Copy out the following lines word for word, character for character, all the way through.
....
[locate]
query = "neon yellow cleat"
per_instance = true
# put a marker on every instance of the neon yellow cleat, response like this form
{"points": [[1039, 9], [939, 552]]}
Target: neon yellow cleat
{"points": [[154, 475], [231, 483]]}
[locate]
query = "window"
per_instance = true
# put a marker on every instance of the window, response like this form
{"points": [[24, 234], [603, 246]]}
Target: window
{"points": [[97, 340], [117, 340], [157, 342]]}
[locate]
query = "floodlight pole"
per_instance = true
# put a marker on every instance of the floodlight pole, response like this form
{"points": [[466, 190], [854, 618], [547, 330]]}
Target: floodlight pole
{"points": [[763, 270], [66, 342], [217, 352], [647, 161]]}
....
* WRITTEN ANSWER:
[locate]
query = "neon yellow cleat"
per_instance = true
# put a marker on every instance of the neon yellow cleat, response like this form
{"points": [[1039, 9], [939, 552]]}
Target: neon yellow cleat
{"points": [[154, 475], [231, 483]]}
[locate]
query = "window"
per_instance = true
# put a marker on every instance of the window, response like this form
{"points": [[24, 234], [603, 246]]}
Target: window
{"points": [[97, 340], [117, 340], [157, 342]]}
[locate]
query = "floodlight pole"
per_instance = true
# put a marker on every instance of the floodlight pole, response like this form
{"points": [[466, 190], [854, 618], [547, 330]]}
Target: floodlight pole
{"points": [[763, 270], [66, 342], [217, 352], [647, 161]]}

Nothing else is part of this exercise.